Point localization data
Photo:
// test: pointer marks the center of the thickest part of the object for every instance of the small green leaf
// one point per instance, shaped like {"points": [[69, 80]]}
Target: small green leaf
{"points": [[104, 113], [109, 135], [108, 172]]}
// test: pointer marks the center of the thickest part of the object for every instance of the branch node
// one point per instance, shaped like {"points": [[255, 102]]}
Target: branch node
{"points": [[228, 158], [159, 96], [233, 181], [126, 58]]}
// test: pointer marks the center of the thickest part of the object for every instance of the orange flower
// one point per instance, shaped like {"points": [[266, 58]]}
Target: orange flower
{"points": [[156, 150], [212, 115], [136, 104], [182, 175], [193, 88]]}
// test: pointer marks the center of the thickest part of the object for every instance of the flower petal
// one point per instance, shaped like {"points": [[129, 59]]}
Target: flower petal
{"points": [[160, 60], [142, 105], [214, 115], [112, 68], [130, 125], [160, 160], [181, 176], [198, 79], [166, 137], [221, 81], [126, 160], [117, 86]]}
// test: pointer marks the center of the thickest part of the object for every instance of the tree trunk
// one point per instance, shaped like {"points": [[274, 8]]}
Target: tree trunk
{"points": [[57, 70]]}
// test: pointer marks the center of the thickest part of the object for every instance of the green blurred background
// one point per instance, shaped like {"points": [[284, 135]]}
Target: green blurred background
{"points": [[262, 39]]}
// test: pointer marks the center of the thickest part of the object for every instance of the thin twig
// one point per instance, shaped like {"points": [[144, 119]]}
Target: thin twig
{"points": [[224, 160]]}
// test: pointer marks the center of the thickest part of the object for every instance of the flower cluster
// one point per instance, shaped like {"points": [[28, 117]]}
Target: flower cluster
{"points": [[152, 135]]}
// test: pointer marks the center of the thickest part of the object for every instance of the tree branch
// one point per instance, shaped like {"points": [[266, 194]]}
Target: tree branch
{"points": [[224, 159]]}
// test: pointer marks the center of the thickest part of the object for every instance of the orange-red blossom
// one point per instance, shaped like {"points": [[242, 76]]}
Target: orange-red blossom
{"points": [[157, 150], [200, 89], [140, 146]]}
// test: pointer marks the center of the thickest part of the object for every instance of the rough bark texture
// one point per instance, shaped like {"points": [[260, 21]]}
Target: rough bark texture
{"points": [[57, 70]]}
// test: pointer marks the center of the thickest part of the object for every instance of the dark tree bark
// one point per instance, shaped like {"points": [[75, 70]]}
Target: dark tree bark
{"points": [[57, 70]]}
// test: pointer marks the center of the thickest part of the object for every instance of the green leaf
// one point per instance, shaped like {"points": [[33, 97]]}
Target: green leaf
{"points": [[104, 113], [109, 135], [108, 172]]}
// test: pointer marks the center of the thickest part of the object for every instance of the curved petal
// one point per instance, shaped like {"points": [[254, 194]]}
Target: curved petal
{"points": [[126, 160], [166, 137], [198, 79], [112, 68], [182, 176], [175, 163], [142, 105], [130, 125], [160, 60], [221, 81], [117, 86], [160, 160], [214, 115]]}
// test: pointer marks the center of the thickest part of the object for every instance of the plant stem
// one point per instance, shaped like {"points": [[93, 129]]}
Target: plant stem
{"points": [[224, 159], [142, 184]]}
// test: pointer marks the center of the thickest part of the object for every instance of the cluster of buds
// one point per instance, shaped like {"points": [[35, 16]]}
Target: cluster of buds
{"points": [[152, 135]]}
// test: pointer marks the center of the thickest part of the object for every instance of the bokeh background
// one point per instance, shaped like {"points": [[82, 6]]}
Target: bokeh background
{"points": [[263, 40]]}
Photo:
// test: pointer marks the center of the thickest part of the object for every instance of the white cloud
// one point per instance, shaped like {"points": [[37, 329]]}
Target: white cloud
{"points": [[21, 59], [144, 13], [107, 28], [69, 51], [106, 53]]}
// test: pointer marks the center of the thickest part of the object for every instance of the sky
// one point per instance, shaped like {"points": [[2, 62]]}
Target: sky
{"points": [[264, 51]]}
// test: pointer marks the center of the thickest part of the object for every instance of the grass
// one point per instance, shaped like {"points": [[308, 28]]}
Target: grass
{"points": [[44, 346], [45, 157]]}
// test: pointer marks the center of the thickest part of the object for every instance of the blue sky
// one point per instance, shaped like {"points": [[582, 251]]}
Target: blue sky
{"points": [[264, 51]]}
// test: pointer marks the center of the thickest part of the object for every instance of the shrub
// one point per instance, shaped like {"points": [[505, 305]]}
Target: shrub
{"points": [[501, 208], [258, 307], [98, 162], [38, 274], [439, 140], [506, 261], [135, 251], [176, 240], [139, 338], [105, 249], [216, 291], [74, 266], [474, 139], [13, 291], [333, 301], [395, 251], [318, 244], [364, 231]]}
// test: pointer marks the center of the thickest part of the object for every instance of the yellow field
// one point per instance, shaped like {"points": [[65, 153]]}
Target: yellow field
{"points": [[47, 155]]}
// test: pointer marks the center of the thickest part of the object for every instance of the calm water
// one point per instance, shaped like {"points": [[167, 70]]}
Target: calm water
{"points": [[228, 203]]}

• _TO DO_:
Reproduce the data, keeping every line exactly the same.

• _REPLY_:
Photo:
// test: pointer marks the center of the thickest part of the object for every instance of the small green leaf
// one point per instance, shaped like {"points": [[69, 80]]}
Target: small green leaf
{"points": [[104, 113], [109, 135], [108, 172]]}
// test: pointer marks the center of the thickest part of the object for every instance of the branch node
// one point per instance, shaped like {"points": [[255, 102]]}
Target: branch node
{"points": [[228, 158], [159, 96], [233, 181], [126, 58]]}
// test: pointer marks the center of the thickest part of the object for every instance of the orange flower
// one point per instance, shaped like {"points": [[266, 58]]}
Target: orange flower
{"points": [[156, 150], [212, 115], [136, 104], [182, 175], [193, 88]]}
// test: pointer marks the center of the thickest part of the object for every instance of the flower petal
// one point per instance, shaped like {"points": [[129, 59]]}
Target: flower petal
{"points": [[160, 60], [142, 105], [214, 115], [112, 68], [130, 125], [160, 160], [181, 176], [198, 79], [166, 137], [221, 81], [126, 160], [117, 86]]}
// test: pointer marks the center of the thickest part of the object for every instance of the tree trunk
// one point per instance, shaped like {"points": [[274, 8]]}
Target: tree trunk
{"points": [[57, 70]]}
// test: pointer marks the center of the thickest part of the object for every instance of the green blurred background
// one point per instance, shaped like {"points": [[284, 135]]}
Target: green blurred background
{"points": [[262, 39]]}
// test: pointer marks the center of the thickest part of the object for every instance of the thin twig
// one point per instance, shaped like {"points": [[144, 119]]}
Target: thin twig
{"points": [[224, 160]]}
// test: pointer marks the center of the thickest part of the object for every instance of the flower cluster
// one point per instance, shaped like {"points": [[28, 117]]}
Target: flower cluster
{"points": [[152, 135]]}
// test: pointer marks the center of the thickest part of the object for every instance of the tree branch
// one point per instance, shaped like {"points": [[266, 194]]}
Target: tree branch
{"points": [[224, 159]]}
// test: pointer marks the center of the thickest part of the object for every instance of the orange-red blossom
// one point per instance, shaped like {"points": [[242, 76]]}
Target: orange-red blossom
{"points": [[157, 150], [200, 89], [140, 146]]}
// test: pointer marks the center of the thickest part of the object for every instance of the rough bark texture
// one point per instance, shaped like {"points": [[260, 21]]}
Target: rough bark texture
{"points": [[57, 70]]}
// test: pointer marks the center of the thickest part of the object for every instance of the dark tree bark
// one point per instance, shaped like {"points": [[75, 70]]}
Target: dark tree bark
{"points": [[57, 70]]}
// test: pointer marks the center of the thickest part of the object for every instance of the green leaf
// one point per instance, shaped like {"points": [[33, 97]]}
Target: green leaf
{"points": [[104, 113], [109, 135], [108, 172]]}
// test: pointer marks the center of the thickest part of the object for every instance of the curved petal
// one point per instance, shaped like {"points": [[254, 194]]}
Target: curved petal
{"points": [[126, 160], [166, 137], [198, 79], [112, 68], [182, 176], [175, 163], [142, 105], [130, 125], [160, 60], [221, 81], [117, 86], [160, 160], [214, 115]]}
// test: pointer marks the center of the thickest part of the object for every instance of the plant stem
// one point per instance, shaped like {"points": [[93, 129]]}
Target: plant stem
{"points": [[224, 159], [142, 184]]}
// test: pointer marks the center of the thickest part of the object for every instance of the cluster of buds
// one point per instance, shaped like {"points": [[35, 16]]}
Target: cluster of buds
{"points": [[152, 135]]}
// test: pointer marks the center of the thickest part of the object for every instance of the bokeh background
// one point per instance, shaped like {"points": [[82, 6]]}
Target: bokeh background
{"points": [[263, 40]]}
Photo:
// test: pointer marks the center of the thickest part of the object for every instance of the white cloud
// one point per instance, shaped like {"points": [[37, 329]]}
Target: white cloud
{"points": [[21, 59], [144, 13], [107, 28], [69, 51], [106, 53]]}
// test: pointer marks the center of the thickest part of the object for every instance of the sky
// one point per instance, shaped like {"points": [[2, 62]]}
Target: sky
{"points": [[264, 51]]}
// test: pointer marks the center of the thickest part of the object for every instance of the grass
// one point per instance, shaped like {"points": [[308, 28]]}
Target: grass
{"points": [[44, 346], [45, 157]]}
// test: pointer marks the center of the thickest part of the object for every instance of the blue sky
// one point per instance, shaped like {"points": [[582, 251]]}
Target: blue sky
{"points": [[264, 51]]}
// test: pointer marks the center of the thickest part of the object for every instance of the shrub
// one point per instance, shaped like {"points": [[505, 305]]}
Target: shrub
{"points": [[501, 208], [258, 307], [98, 162], [38, 274], [439, 140], [506, 261], [135, 251], [176, 240], [139, 338], [105, 249], [216, 291], [74, 266], [474, 139], [13, 291], [333, 301], [395, 251], [318, 244], [364, 231]]}
// test: pointer marks the center of the thickest part of the object for every instance of the yellow field
// one point per instance, shaped like {"points": [[65, 153]]}
Target: yellow field
{"points": [[47, 155]]}
// test: pointer marks the center of the thickest part of the object for every instance of the calm water
// one point per instance, shaped like {"points": [[167, 70]]}
Target: calm water
{"points": [[228, 203]]}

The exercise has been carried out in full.